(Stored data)
◆ ◆ ◆ ◆ ◆
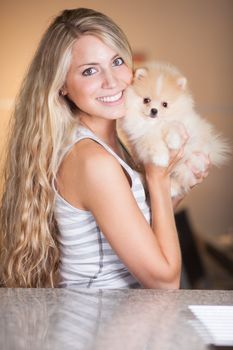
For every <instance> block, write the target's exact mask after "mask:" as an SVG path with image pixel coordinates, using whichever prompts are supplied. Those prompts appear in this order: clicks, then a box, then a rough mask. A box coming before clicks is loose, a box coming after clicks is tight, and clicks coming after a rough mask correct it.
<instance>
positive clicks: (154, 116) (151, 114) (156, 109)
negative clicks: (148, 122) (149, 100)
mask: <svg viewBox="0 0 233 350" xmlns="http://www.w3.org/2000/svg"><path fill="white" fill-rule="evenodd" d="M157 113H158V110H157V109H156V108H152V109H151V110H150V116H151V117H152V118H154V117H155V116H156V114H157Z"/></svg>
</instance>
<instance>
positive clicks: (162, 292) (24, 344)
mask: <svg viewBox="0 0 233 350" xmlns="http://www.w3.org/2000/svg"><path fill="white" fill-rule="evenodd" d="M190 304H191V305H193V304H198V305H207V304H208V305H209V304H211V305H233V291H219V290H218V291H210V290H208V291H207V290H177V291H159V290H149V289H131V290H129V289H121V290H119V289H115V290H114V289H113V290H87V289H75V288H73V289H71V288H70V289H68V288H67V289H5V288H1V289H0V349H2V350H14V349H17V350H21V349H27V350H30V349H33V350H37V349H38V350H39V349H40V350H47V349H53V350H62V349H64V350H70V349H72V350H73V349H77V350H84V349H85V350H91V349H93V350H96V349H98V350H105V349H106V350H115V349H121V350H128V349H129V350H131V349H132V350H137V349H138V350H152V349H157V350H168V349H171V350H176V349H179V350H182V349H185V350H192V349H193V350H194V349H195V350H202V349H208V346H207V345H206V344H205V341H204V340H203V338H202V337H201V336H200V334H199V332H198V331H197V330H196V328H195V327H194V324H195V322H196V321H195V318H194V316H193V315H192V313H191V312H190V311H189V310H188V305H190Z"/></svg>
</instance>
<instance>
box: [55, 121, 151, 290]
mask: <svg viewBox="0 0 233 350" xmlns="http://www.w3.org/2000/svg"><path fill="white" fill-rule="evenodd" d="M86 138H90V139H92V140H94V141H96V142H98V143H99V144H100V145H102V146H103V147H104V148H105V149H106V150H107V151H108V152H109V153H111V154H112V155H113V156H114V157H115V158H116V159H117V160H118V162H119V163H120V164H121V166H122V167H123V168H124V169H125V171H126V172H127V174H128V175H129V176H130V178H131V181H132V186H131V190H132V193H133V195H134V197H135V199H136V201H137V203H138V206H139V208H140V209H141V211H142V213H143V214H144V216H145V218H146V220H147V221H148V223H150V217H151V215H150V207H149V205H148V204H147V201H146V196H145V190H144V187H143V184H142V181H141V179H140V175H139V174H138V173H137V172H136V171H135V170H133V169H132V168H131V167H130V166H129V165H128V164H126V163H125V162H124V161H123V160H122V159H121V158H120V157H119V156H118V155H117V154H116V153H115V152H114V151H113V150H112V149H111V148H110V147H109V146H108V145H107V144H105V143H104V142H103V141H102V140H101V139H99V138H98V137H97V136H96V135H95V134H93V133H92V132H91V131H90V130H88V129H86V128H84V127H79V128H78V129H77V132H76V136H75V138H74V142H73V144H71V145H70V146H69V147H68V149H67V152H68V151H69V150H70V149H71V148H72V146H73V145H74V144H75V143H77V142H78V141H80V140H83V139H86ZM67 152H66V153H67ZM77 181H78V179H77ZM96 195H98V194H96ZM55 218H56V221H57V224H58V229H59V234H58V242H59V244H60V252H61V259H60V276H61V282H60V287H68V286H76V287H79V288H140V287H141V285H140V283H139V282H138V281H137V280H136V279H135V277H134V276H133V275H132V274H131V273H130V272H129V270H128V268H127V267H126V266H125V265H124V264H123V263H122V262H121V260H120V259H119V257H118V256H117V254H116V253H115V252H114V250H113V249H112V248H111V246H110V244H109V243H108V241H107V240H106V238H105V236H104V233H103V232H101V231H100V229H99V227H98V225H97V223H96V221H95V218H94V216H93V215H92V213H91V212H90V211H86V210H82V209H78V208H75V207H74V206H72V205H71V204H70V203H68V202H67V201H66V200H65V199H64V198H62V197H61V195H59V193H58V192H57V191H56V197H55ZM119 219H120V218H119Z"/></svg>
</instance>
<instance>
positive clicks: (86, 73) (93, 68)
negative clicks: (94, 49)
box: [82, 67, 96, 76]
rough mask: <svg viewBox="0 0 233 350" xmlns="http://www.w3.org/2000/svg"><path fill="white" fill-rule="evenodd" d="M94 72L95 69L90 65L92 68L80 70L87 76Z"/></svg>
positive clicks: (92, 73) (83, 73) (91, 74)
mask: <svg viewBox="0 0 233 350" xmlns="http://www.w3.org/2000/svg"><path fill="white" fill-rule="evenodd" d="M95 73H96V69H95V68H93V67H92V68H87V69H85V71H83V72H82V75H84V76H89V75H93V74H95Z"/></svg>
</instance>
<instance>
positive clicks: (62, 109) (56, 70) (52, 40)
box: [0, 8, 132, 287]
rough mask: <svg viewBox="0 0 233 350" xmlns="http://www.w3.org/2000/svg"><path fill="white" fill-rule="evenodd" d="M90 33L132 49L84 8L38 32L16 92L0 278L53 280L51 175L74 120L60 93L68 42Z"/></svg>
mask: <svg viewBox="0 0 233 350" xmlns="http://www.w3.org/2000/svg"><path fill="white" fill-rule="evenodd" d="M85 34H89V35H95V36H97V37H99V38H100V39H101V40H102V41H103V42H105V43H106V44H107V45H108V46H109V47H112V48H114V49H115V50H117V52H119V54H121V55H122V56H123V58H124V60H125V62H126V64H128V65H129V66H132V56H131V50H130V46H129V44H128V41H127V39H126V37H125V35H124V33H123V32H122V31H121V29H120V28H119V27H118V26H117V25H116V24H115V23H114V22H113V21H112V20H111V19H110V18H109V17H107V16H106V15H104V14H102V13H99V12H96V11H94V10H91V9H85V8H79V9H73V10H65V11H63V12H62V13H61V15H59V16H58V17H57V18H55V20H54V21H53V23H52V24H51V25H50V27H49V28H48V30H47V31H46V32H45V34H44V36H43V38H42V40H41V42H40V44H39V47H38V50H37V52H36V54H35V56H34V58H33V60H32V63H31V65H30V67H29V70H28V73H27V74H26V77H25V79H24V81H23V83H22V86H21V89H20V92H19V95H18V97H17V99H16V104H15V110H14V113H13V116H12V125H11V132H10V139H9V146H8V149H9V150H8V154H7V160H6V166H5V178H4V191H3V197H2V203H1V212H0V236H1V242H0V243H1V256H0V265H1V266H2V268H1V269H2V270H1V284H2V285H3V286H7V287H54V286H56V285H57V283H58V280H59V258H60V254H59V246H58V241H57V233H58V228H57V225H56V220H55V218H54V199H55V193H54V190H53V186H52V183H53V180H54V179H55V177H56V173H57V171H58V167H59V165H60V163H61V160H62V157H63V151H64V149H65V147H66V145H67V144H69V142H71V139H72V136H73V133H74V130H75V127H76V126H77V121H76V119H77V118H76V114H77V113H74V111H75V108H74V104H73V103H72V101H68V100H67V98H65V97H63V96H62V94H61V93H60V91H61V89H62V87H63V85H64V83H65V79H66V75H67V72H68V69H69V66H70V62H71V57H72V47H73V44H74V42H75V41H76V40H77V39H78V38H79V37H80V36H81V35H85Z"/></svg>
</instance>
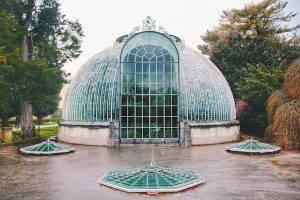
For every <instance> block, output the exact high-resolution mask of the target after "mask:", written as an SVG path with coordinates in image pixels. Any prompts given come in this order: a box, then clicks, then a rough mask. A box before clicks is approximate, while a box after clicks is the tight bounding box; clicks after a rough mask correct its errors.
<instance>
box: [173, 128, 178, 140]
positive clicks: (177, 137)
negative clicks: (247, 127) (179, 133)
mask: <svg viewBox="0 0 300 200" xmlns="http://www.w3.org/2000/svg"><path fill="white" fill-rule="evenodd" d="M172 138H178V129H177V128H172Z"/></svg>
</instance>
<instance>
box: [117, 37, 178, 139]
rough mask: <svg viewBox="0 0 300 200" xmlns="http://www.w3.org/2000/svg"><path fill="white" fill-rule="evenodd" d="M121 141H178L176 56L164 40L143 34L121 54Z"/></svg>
◆ ◆ ◆ ◆ ◆
=== What is being asked ===
A bare number is required: the count of lines above with the string "order".

=== Response area ===
2